**** Text ****

I work in Braintree and average over 3mbps down, but that's what my other phones generally saw between 2-3.
Northborough 3.3 down 1.3 up
In S. Boston I get: .4 Down and .15 up
At home in Salem: 2.5 Down .8 up
Extremely pathetic... if this doesn't change I will be getting the thunderbolt on VZW. Standing in Boston and not even getting Edge speeds... AT&T Sucks!
So I looked at the map and my office is supposedly in the "4g" area(Burlington, ma). I'm showing the "H+" and running the rooted stock ROM. 0.43 down and 0.65 up at 1:45pm. I know the phone is capable of more since I've seen up to 3mb down during off hours. The ~0.5 down is pretty typical during normal working hours though. I'm also thinking about jumping ship before my 30 days is up.
i feel bad for some of you guys, i dont understand it. (i do understand the upload speed is disabled on the stock ROM).
but on ATT, my nexus one gets 3Mbps down, 1.6Mbps up, for the last year straight. even during daytime and peak hours, those speeds are relatively consistent.
ping is consistently 180 ms. cant complain about that. but certainly that's not HSPA+ yet. leave it to ATT to be slow at expanding network...
In Salt Lake City, I average .6 down and .16 up. With my Samsung Captivate, I got faster speeds on 3G. I happen to also own a T-Mobile MyTouch 4G which has average speeds that are almost 2.5 times faster. I test both the Inspire and MyTouch several times daily.
What this tells me that the download speeds as well as the upload speeds are being artificially slowed down.
Also, HTC or AT&T also brilliantly decided to leave out the 2100 Mhz radio so no 3 or 4G in Europe and many other counties. This and the fact there is no front facing camera, make this phone much less desirable.
Sent from my HTC Glacier using XDA App
For my local and ROM, the throttling isn't artificial but a lack of bandwidth. During off hours I get respectable speeds but the network becomes bogged down once everyone gets to work.
The lack of front facing camera I'm guessing was intentional. Their network is obviously greatly lacking in capacity in many areas. Giving people hardware to allow video calling isn't going to work well with that.
I am also in the Boston area. I got 2M up 2M down yesterday by leaning out my window at home (I only get 1 bar inside my house when I am lucky). I will say this though, I was talking to an ATT rep in a local store and he said that the towers had been updated but much of the backhaul was still in progress around Boston. He was talking about the Worburn towner specifically being a 4G tower but that the backhaul still meant he only got about .6M.
I have a problem with every ROM except TPC's in that I get crappy HSDPA and HSUPA speeds. In TPC's V2 I get 3 mbps down and 1.3 up with 85 dBm reception. In LeeDroid, AR, and CM7 with the same 85 dBm (doesn't matter which radio or how the build.prop is configed) I get 1 mbps down and .2 up. I do not understand and it is driving me up the wall. If I can get cellular data working properly on CM7 stable I will be as happy as a crackhead that got crushed by a giant crack rock.
my data is never consistent I blame that on att. There was three days straight I got nothing more then 56k down and 5k up. Then there are days I get anywhere from 5mb down to 1 mb down. I don't think it has anything to do with the rom or radio as much as it does with att's crappy network.

**** Stored rows ****

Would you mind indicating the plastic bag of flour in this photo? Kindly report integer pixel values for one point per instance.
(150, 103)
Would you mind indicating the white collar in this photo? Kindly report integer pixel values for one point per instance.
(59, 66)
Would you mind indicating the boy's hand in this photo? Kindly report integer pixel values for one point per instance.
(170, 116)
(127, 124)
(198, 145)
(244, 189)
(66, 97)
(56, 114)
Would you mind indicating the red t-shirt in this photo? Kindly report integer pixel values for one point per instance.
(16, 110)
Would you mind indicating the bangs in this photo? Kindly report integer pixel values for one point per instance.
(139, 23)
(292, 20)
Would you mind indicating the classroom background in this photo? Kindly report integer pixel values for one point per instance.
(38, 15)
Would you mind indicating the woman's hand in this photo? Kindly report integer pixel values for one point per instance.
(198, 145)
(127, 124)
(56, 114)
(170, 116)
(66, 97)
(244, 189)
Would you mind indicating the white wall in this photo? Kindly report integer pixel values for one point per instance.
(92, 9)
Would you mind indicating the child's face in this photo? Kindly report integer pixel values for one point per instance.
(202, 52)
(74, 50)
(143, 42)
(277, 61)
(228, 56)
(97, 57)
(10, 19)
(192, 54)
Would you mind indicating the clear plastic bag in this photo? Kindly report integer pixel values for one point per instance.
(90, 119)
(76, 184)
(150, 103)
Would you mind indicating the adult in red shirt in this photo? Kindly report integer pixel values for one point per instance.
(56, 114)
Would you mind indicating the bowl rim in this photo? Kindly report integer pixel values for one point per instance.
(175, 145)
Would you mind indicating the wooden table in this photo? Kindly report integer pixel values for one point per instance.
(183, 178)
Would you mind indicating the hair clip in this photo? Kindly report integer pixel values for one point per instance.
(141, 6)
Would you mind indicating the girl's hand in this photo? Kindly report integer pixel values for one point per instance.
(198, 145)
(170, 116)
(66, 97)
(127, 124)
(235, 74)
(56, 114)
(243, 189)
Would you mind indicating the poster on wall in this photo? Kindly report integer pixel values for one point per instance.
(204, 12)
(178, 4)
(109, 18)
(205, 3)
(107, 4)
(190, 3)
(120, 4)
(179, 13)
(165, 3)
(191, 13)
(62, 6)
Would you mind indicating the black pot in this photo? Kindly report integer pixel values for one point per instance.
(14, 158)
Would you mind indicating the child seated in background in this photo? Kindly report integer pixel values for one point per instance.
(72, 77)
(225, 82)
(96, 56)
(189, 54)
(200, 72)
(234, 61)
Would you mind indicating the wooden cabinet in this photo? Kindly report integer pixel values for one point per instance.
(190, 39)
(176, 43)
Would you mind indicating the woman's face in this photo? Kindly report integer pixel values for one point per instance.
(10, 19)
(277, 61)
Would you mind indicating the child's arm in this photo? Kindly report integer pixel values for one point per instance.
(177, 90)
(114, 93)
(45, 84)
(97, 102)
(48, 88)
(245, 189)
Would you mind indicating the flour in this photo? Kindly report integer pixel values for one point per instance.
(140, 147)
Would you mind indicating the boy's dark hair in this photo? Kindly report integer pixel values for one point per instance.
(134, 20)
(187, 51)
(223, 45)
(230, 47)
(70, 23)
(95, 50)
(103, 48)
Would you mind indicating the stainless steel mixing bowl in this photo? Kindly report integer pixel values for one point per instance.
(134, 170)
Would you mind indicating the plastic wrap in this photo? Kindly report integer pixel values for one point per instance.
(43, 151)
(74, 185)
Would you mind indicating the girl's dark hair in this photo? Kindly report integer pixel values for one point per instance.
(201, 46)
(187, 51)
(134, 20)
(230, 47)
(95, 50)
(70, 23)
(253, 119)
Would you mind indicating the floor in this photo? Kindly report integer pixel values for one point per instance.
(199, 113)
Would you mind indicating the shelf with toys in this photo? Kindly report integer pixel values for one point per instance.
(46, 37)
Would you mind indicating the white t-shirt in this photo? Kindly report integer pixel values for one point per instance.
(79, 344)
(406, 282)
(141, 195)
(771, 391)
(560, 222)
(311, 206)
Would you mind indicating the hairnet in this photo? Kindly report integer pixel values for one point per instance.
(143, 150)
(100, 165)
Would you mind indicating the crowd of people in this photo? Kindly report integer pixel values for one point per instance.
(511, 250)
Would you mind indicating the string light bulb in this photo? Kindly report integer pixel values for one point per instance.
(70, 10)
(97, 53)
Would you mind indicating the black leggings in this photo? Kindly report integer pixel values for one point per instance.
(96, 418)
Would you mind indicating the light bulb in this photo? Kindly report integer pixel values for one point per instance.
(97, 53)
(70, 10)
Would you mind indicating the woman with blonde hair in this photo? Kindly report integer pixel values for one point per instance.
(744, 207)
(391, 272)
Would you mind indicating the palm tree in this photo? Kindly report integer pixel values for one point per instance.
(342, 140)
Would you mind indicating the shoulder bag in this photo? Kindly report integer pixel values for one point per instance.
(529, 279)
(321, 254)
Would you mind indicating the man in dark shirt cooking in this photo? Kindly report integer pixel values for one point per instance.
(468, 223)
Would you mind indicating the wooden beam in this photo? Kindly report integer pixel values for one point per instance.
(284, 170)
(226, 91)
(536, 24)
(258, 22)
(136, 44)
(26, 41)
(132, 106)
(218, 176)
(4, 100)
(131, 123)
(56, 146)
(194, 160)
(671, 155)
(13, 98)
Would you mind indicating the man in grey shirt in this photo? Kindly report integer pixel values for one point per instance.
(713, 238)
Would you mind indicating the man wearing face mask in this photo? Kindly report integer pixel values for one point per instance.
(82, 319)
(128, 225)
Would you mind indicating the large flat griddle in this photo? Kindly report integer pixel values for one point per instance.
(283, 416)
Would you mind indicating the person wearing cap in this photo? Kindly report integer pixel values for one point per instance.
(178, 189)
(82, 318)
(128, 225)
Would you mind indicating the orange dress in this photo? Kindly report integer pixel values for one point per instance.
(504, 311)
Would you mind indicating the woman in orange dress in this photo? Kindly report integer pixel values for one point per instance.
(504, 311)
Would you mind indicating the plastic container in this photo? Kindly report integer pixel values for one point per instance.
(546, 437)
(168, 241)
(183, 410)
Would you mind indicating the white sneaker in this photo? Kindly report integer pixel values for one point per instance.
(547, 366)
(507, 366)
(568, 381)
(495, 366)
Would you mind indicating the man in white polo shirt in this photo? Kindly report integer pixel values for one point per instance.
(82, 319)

****

▶ _Required actions_:
a - Answer the following from the forum thread on mobile data speeds:
(i) What download and upload speeds are reported at home in Salem?
(ii) Which phone does the poster in Salt Lake City own besides the Inspire?
(iii) What ping does the Nexus One owner on AT&T report?
b - Reproduce the forum thread on mobile data speeds from "The lack of" up to and including "got about .6M.".
c - Take the forum thread on mobile data speeds further, beginning after its final post.
The data can be set aside; they play no part in what is asked here.

▶ _Answers for the tasks_:
a -
(i) 2.5 down and .8 up
(ii) A T-Mobile MyTouch 4G
(iii) Consistently 180 ms

b -
The lack of front facing camera I'm guessing was intentional. Their network is obviously greatly lacking in capacity in many areas. Giving people hardware to allow video calling isn't going to work well with that.
I am also in the Boston area. I got 2M up 2M down yesterday by leaning out my window at home (I only get 1 bar inside my house when I am lucky). I will say this though, I was talking to an ATT rep in a local store and he said that the towers had been updated but much of the backhaul was still in progress around Boston. He was talking about the Worburn towner specifically being a 4G tower but that the backhaul still meant he only got about .6M.

c -
What usb transfer speeds are you guys getting? Am i supposed to get over 3.5MB/s?
It's not consistent on my phone. It'll start at 10, then hang for ages which reduces the average down to about 6
Sent from the future to put right what once went wrong.
I was playing around with https://market.android.com/details?id=nextapp.websharing.r1 last night, transferring stuff back and forth. There was times when the transfer rate hit like 20 megabits +. I was sending files that were hundreds of megabytes each. I don't know the specs off hand but that would be a good speed test, wireless/wired transfer rates. I remember something being 4xx in speed for the specs of something. It might have been the max speed for USB 2. I'm guessing that theoretically, USB should be faster, but I'm not 100% sure of that either.
I get 6 MB/s usually not that great i know
So I live about 40 minutes out of Washington DC and my LTE has never been all that great, I never saw the big deal. I get about 1 mBps down and it drains battery incredibly fast. HSPA+ is basically just as fast and used less battery. However, this weekend I took a trip to Atlanta and I ran a speed test and got 3.5 mBps down and the battery drained at a very nice rate. I was pleasantly surprised. So just want to hear if LTE is actually as advertised for y'all. I'm on AT&T, so not sure how it will differ for you those of you outside of the US.
Sounds like your local LTE strength is weak. That will indeed kill your battery.
Most places I go, I get decent signal strength and at least 10 Mbps. Battery life is fine unless I get stuck in a dead spot.
My home town (Jefferson City Missouri) just turned on LTE at the beginning of the month. I average about 10Mbps down and my fastest has been about 25Mbps down. Battery life is slightly less than HSPA+, but not much worse.
It depends on the location. LTE is suppose support more connections effectively. However, a tower could be down. If you are getting different speeds in different locations then it ma lay be the tower. Also, you said you live 40mins away. That plays a factor. I live 45mijs away from Nashville, but that is because the drive is on the interstate going 70, not like down the street.
Sent from my Carbon-ize Evita using xda-developers app
In Melbourne Australia Telstra LTE is great.
Get around 30 mbps inbound and 18-20 mbps outbound.
Signal strength is 4 - 5 bars and battery drain is pretty much the same as with HSDPA
iElvis said:
Sounds like your local LTE strength is weak. That will indeed kill your battery.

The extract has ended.